**Goal:** Convert the listing below into a numbered list, with each line as its own item and blank lines left out.

**Data shown:**

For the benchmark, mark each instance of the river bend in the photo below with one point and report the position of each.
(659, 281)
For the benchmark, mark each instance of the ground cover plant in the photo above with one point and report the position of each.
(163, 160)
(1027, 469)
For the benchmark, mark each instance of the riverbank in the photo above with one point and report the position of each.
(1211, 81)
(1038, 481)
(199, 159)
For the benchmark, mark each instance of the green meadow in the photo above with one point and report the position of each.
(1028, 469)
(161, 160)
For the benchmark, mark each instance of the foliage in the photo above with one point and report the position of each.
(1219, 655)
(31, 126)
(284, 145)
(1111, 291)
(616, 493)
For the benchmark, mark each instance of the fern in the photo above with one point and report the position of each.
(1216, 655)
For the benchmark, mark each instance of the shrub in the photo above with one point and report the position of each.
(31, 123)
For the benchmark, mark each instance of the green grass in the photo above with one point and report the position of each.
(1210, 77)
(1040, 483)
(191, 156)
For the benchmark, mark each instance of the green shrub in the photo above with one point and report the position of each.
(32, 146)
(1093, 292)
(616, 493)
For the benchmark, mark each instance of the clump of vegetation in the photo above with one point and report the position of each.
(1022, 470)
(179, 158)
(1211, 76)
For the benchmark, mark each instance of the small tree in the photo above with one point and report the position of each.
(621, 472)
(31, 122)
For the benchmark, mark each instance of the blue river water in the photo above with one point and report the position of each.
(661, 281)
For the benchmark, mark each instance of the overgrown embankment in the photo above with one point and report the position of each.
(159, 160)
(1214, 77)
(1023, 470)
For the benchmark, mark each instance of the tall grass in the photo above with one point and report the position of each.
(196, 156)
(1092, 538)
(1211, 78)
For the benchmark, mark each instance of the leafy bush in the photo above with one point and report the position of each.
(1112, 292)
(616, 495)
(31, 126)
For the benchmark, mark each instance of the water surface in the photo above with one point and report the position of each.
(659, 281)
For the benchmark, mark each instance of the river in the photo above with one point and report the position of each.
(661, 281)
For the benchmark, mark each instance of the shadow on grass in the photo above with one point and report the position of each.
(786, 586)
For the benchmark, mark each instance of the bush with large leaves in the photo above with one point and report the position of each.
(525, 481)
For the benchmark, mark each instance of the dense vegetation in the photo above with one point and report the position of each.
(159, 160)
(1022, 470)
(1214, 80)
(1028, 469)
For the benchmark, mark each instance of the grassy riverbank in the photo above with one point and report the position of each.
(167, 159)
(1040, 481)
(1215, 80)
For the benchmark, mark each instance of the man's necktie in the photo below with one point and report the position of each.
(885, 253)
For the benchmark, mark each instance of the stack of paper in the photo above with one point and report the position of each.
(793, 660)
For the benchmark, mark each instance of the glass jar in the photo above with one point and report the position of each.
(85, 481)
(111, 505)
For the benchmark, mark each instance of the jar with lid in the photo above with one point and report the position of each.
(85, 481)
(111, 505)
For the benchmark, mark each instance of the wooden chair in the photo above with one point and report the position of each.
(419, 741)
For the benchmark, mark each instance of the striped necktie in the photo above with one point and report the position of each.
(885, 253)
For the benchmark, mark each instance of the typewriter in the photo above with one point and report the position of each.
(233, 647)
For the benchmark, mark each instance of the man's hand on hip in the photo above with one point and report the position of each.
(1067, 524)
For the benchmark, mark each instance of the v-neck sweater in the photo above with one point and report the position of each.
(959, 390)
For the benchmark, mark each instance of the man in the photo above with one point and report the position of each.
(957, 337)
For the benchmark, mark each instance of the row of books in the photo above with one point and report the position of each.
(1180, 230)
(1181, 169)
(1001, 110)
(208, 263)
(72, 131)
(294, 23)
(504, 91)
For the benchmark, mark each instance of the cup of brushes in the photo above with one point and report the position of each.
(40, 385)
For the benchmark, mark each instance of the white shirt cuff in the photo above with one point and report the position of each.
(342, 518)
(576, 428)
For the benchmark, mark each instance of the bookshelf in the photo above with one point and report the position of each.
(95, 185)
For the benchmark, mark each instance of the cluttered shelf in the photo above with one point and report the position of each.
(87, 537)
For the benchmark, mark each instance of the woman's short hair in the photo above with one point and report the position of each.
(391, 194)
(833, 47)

**Result of the exercise:**
1. For the benchmark, mark each instance of the river bend in the photo below with one point and report the position of each.
2. (659, 281)
3. For the benchmark, mark each instance of the ground cover plant in the photo above with one point and report the position of each.
4. (163, 160)
5. (1027, 469)
6. For the benchmark, mark each instance of the riverbank in the photo above with one point and report the position of each.
7. (1211, 81)
8. (1038, 481)
9. (199, 159)
10. For the benchmark, mark each instance of the green meadow in the photo above with one point and report the position of each.
11. (1028, 469)
12. (161, 160)
13. For the benchmark, mark each instance of the foliage in the photo above with one point and report the position of each.
14. (1219, 655)
15. (31, 126)
16. (284, 145)
17. (1111, 291)
18. (616, 493)
19. For the benchmark, mark each instance of the fern in the photo above with one point and report the position of each.
20. (1216, 655)
21. For the benchmark, mark each instance of the shrub in the photo above with one point and report the position of each.
22. (31, 123)
23. For the benchmark, mark each instance of the green grass in the photo above with one point and report the position of each.
24. (1210, 77)
25. (1040, 483)
26. (191, 156)
27. For the benchmark, mark each instance of the green shrub in the photo above with one point and report the position of each.
28. (32, 146)
29. (1093, 292)
30. (616, 493)
31. For the benchmark, mark each instance of the clump of vegetation in the photo above with one point and report the position of each.
32. (1022, 470)
33. (179, 158)
34. (1211, 76)
35. For the benchmark, mark each instance of the small tree in the photo above with one point and report the position of each.
36. (621, 472)
37. (31, 122)
38. For the benchmark, mark each instance of the blue river water in the photo above with one point and report the position of each.
39. (661, 281)
40. For the benchmark, mark each instance of the overgrown embankment in the photo above with one point and report the position of each.
41. (159, 160)
42. (1214, 77)
43. (1023, 470)
44. For the benchmark, mark each instance of the tall grass in the photo above with one point and report the position of each.
45. (196, 156)
46. (1092, 538)
47. (1211, 78)
48. For the benchmark, mark each instance of the leafy bush in the photo above with one point and report the position of each.
49. (1112, 292)
50. (616, 495)
51. (31, 126)
52. For the benchmark, mark each instance of the water surface in the photo above with one point and report the position of each.
53. (659, 281)
54. For the benchmark, mark each instance of the river in the photo above with one point and report the position of each.
55. (661, 281)
56. For the benchmark, mark each instance of the shadow on grass in the photo above with one point and report the position of each.
57. (786, 586)
58. For the benchmark, mark each instance of the bush with large leaves in the photo above with one point and report the position of each.
59. (525, 481)
60. For the benchmark, mark each instance of the dense vegetation in the photo above with one point and report the position of each.
61. (159, 160)
62. (1022, 470)
63. (1214, 80)
64. (1028, 469)
65. For the benchmark, mark each instance of the grassy riverbank in the photo above with one point and report the position of each.
66. (167, 159)
67. (1040, 481)
68. (1215, 80)
69. For the benchmark, mark each instance of the man's necktie in the photo below with one point and report the position of each.
70. (885, 253)
71. For the benchmark, mark each instance of the stack of paper in the photo above with one point and report the position of each.
72. (793, 660)
73. For the benchmark, mark each instance of the glass jar in the photo above with one point and report the position of each.
74. (85, 481)
75. (111, 505)
76. For the benchmark, mark each instance of the jar with lid in the photo above with one point and report the position of each.
77. (85, 481)
78. (111, 505)
79. For the benchmark, mark each instance of the wooden chair in the photo above with one point and report the position of each.
80. (419, 741)
81. For the benchmark, mark each instance of the striped necktie in the photo above with one point and report the position of each.
82. (885, 253)
83. For the benchmark, mark each instance of the typewriter in the photo above with one point and report the position of each.
84. (233, 647)
85. For the benchmark, mark each instance of the man's hand on hip in the photo above with one point and report the position of each.
86. (1067, 524)
87. For the benchmark, mark each instance of the v-neck sweater in the photo above with one point and report the position of each.
88. (959, 390)
89. For the benchmark, mark each instance of the man in the photo above with one point and report the position of each.
90. (957, 337)
91. For the benchmark, mark each instance of the row of books in the photo above with one point and report the position of each.
92. (1180, 230)
93. (1181, 169)
94. (1001, 110)
95. (208, 263)
96. (72, 131)
97. (294, 23)
98. (504, 91)
99. For the benchmark, mark each instance of the cup of brushes in the photo above with one point and report the position of each.
100. (40, 385)
101. For the benchmark, mark each instance of the white shirt cuff in the photo above with one point and report the position of each.
102. (342, 518)
103. (576, 428)
104. For the benchmark, mark each instance of the bookshelf in the photo above with one point and report the position of each.
105. (95, 185)
106. For the benchmark, mark each instance of the cluttered shelf in the photo above with one point and report the position of each.
107. (87, 537)
108. For the benchmark, mark each instance of the woman's short hair in the photo above with one point and report the position of each.
109. (391, 194)
110. (833, 47)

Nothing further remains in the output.